* Your objective
Show every line of the entries below that contains the string "flower".

* Items
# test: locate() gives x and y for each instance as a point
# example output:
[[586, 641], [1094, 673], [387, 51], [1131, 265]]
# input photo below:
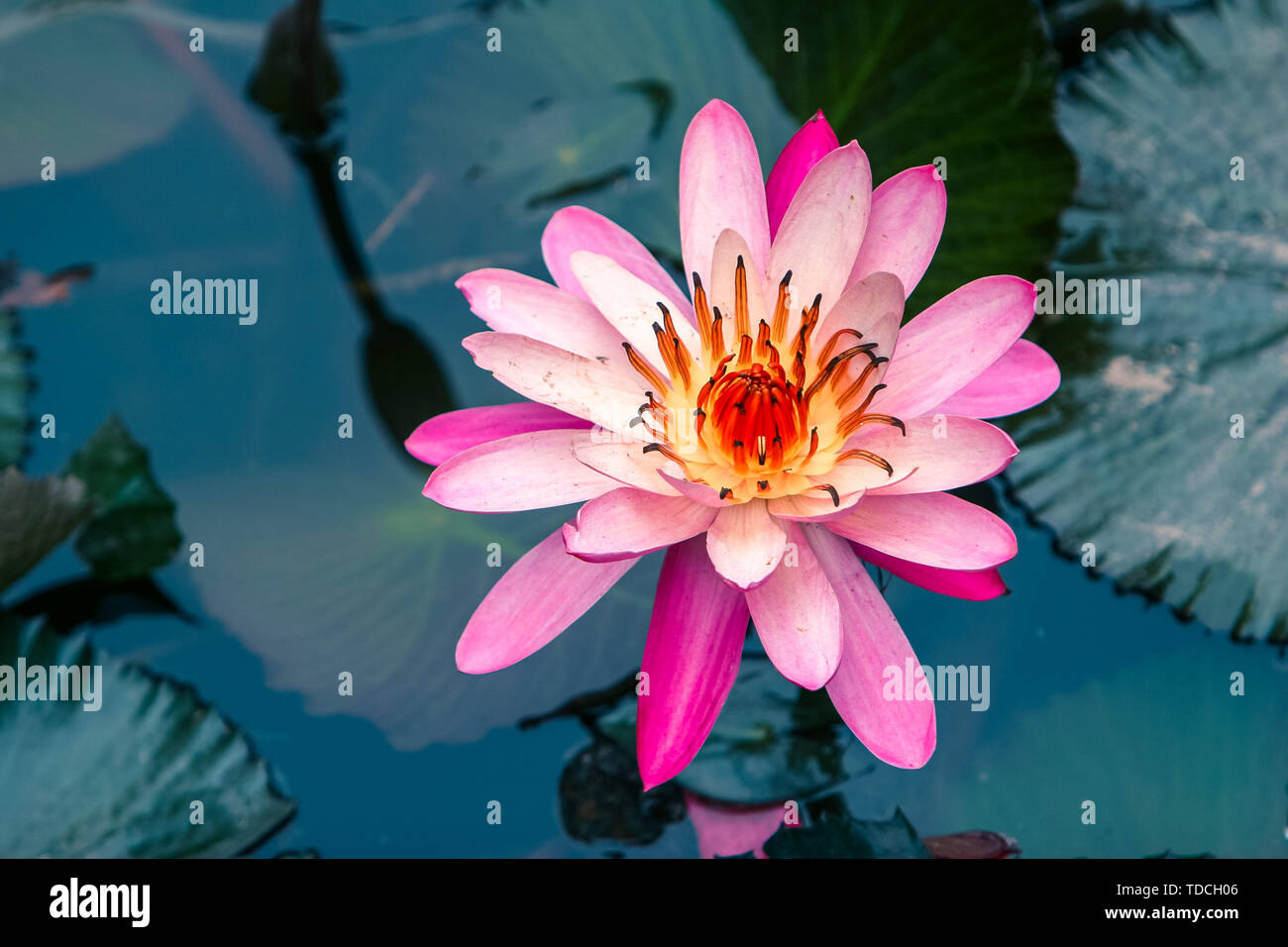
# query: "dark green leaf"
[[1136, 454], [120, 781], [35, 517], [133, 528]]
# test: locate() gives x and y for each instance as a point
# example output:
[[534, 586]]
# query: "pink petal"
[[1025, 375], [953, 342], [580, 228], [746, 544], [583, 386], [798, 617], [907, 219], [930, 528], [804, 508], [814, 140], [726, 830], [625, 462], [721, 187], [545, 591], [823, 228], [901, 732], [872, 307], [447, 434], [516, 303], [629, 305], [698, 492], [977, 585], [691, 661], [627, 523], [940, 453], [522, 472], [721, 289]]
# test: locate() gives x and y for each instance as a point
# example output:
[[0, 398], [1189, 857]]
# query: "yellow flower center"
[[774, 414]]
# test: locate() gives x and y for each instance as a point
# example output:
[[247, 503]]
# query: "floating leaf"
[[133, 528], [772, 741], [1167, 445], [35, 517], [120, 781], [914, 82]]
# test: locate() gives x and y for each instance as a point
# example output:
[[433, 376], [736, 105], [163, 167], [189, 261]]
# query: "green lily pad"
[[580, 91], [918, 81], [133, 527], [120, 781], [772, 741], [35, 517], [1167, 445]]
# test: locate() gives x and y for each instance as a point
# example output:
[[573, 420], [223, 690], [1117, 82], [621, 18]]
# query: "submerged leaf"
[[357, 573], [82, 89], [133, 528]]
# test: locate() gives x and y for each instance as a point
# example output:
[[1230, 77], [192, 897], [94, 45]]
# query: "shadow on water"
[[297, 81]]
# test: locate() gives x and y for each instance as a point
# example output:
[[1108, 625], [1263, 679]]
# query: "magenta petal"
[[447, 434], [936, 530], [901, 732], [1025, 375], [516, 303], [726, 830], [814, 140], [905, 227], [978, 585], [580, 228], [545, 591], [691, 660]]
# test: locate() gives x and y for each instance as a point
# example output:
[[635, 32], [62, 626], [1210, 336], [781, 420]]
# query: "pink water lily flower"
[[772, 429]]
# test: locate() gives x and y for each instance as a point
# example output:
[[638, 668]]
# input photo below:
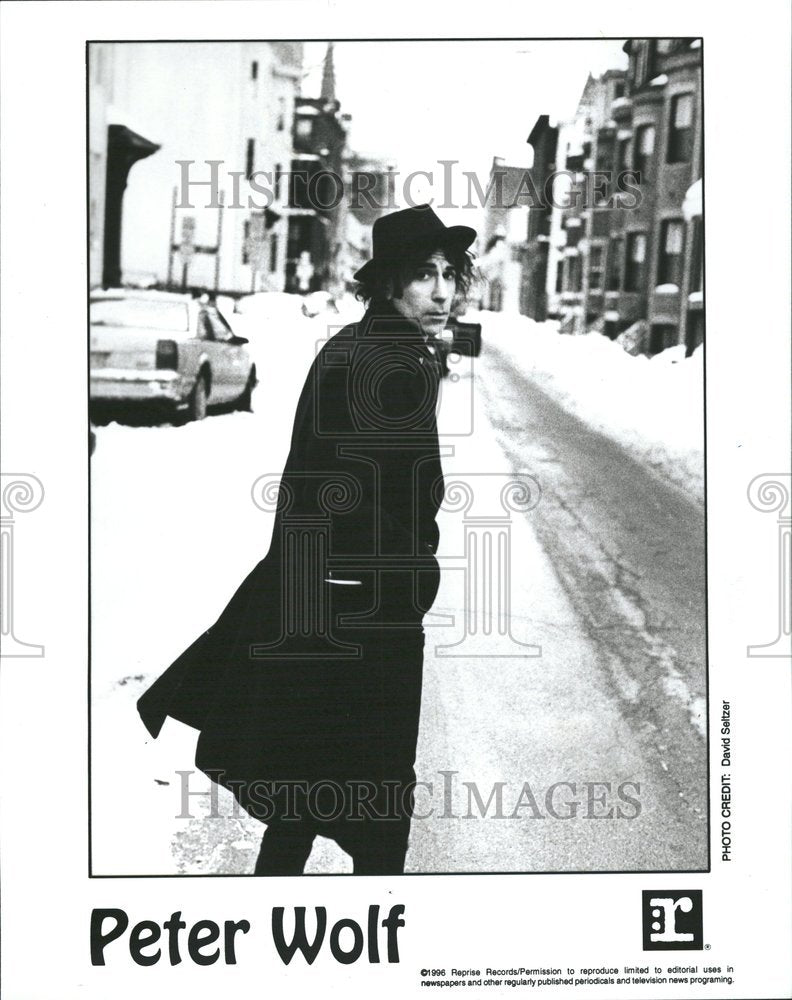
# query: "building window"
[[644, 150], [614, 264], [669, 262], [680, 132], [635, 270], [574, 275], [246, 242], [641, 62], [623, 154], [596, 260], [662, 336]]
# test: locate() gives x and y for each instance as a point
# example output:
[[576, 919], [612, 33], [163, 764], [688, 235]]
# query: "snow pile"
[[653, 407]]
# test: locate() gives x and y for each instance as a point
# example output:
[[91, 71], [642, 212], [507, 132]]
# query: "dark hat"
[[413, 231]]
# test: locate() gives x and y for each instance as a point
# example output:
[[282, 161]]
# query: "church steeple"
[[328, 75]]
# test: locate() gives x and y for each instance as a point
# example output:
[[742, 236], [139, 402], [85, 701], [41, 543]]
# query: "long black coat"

==

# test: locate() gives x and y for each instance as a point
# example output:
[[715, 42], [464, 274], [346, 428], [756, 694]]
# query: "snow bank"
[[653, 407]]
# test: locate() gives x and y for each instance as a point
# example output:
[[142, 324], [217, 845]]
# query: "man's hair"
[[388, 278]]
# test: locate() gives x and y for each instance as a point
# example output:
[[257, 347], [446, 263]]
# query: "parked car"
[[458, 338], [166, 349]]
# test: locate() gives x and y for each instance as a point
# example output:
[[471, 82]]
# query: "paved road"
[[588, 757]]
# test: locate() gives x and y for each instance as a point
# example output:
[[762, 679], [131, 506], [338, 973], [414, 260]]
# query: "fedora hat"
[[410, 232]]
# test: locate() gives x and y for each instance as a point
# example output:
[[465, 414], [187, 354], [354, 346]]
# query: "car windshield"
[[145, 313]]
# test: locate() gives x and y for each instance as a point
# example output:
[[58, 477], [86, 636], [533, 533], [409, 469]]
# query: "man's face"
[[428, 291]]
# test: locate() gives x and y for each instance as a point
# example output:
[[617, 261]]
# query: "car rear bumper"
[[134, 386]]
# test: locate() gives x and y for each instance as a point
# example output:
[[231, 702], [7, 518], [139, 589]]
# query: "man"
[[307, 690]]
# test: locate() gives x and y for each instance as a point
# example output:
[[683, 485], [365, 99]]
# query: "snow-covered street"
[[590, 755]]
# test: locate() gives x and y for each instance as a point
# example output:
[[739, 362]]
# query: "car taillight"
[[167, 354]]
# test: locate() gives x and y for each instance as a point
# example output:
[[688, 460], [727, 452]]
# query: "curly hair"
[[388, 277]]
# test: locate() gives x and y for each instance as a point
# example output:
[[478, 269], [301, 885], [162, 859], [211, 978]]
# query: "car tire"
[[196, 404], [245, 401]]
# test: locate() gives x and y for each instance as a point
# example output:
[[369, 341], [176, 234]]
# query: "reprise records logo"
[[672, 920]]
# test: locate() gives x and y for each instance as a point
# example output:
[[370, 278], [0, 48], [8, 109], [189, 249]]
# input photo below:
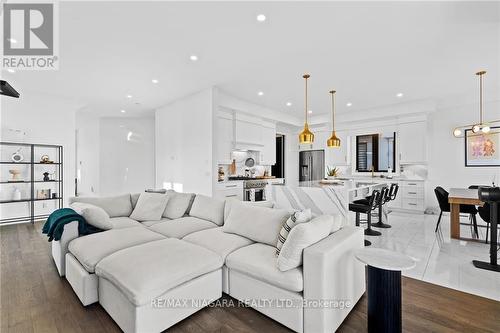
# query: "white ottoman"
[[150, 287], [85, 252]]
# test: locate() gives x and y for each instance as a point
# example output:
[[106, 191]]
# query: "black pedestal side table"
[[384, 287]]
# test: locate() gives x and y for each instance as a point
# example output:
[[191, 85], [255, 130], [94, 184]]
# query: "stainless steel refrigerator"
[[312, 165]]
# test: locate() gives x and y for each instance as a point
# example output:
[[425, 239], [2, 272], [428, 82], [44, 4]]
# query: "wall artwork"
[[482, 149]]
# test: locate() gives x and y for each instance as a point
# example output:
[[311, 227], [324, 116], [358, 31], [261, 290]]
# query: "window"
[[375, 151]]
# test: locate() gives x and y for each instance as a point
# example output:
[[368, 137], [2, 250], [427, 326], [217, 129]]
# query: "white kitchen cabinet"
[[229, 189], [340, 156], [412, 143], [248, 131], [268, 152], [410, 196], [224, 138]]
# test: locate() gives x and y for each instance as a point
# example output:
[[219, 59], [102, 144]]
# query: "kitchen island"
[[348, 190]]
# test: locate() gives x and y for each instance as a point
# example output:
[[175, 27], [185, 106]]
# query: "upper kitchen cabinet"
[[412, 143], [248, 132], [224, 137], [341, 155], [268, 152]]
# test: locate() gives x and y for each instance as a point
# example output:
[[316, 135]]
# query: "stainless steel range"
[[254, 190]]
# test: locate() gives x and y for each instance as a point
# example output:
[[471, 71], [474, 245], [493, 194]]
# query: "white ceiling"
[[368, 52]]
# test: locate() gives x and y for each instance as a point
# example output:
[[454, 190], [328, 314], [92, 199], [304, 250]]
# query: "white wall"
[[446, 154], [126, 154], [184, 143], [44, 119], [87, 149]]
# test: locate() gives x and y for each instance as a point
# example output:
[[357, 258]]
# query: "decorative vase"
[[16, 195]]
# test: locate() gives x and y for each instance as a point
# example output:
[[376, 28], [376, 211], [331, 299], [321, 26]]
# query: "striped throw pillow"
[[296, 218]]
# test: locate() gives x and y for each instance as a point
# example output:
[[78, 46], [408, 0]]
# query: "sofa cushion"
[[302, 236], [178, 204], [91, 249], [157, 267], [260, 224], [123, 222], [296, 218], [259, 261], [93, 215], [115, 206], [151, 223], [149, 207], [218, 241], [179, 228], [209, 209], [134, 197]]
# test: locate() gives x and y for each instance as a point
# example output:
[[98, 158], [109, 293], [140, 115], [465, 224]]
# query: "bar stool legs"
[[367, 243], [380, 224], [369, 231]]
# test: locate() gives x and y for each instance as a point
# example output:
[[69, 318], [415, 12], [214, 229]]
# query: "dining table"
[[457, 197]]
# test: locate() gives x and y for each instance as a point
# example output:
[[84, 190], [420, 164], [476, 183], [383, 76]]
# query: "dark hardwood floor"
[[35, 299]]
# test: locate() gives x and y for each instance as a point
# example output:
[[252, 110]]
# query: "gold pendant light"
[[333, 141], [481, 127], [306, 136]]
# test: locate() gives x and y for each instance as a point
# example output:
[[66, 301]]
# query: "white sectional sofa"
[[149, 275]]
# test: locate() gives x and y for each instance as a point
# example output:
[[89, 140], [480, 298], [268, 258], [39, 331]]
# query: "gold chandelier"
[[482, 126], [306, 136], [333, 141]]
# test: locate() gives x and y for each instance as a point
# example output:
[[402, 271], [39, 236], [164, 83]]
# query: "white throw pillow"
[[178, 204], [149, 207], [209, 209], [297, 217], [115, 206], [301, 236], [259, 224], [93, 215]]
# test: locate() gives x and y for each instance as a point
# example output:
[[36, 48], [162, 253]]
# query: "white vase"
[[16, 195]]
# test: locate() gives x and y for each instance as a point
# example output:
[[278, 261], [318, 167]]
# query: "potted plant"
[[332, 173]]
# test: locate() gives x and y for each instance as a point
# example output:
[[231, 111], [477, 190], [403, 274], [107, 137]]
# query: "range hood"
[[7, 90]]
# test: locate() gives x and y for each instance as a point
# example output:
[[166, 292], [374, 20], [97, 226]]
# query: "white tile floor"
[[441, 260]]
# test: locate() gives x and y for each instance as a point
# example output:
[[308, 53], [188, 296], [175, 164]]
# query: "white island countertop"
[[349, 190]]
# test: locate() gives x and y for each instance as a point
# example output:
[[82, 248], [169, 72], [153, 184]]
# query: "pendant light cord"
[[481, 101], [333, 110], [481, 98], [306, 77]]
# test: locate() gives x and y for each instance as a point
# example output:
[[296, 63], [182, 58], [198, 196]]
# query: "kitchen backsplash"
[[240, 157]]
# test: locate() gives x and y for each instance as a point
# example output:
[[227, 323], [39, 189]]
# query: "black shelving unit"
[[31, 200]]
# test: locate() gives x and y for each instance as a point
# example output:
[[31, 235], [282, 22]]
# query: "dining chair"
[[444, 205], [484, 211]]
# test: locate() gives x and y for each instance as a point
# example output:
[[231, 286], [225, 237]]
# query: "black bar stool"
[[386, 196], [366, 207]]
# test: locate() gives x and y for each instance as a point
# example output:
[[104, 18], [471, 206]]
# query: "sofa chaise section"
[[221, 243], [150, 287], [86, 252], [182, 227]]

...

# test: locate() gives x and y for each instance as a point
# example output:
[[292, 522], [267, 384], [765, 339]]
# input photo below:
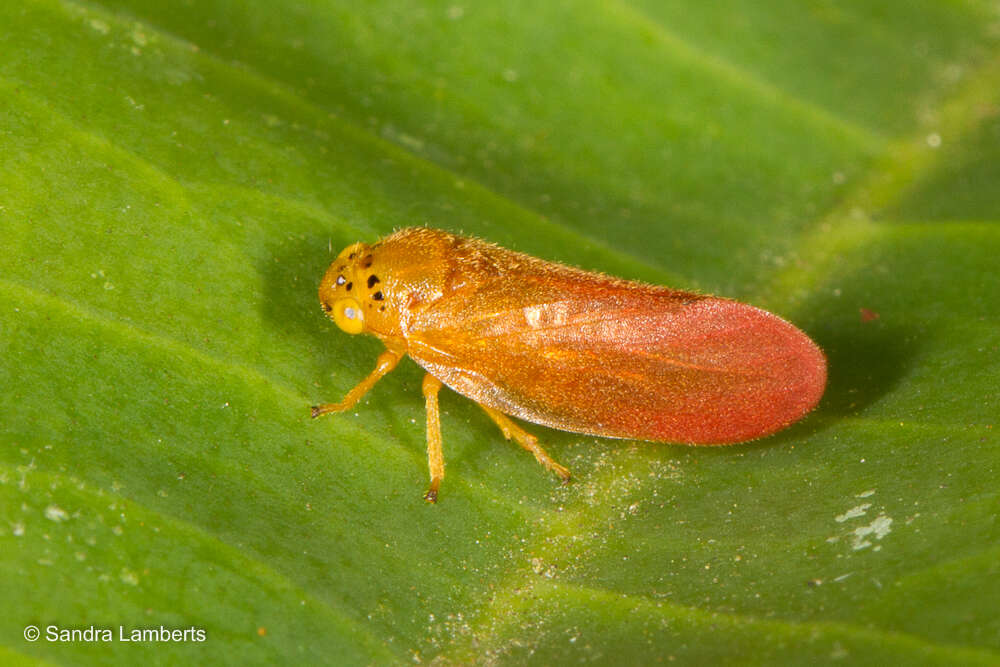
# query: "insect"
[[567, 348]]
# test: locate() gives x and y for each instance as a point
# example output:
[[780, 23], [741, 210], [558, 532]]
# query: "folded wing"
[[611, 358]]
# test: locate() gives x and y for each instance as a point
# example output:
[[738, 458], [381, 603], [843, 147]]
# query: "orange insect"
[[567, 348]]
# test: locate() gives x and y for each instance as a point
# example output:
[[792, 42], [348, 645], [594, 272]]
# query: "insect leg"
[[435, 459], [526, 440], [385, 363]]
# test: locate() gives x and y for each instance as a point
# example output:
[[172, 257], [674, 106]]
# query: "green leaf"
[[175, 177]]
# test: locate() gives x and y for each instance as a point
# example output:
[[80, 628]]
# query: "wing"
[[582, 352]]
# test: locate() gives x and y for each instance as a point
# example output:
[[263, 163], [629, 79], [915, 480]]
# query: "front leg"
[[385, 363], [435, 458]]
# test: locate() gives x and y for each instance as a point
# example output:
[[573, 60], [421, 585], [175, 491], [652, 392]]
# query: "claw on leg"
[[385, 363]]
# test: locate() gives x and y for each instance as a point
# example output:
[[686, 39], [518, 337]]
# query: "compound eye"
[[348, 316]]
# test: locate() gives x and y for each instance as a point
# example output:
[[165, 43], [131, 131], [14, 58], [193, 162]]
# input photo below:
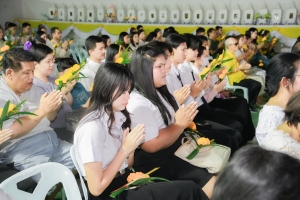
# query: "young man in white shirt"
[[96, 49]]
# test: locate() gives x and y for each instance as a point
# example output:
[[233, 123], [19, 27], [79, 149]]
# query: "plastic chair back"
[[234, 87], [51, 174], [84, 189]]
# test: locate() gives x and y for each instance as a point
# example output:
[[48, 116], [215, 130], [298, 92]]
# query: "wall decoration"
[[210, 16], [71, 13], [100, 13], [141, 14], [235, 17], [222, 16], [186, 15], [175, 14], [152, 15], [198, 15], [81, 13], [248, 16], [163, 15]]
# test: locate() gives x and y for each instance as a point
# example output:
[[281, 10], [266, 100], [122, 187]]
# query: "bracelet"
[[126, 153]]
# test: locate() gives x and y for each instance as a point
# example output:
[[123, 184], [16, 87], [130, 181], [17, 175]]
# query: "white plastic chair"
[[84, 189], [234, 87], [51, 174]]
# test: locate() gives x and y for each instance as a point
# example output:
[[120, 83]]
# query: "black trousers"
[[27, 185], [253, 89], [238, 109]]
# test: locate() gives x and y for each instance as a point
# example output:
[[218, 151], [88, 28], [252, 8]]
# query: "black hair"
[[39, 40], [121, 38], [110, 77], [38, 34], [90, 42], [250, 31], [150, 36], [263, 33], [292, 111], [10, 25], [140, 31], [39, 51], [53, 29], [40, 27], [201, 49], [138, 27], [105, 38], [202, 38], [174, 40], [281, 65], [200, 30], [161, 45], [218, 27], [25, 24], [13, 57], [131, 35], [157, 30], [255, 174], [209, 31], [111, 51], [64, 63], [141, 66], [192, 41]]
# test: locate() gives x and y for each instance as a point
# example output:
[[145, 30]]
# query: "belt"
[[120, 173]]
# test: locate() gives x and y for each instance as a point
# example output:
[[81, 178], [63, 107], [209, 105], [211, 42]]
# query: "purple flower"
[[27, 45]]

* Result for this exercise
# query: "yellow flower center"
# query: "pink water lily flower"
# query: "purple flower"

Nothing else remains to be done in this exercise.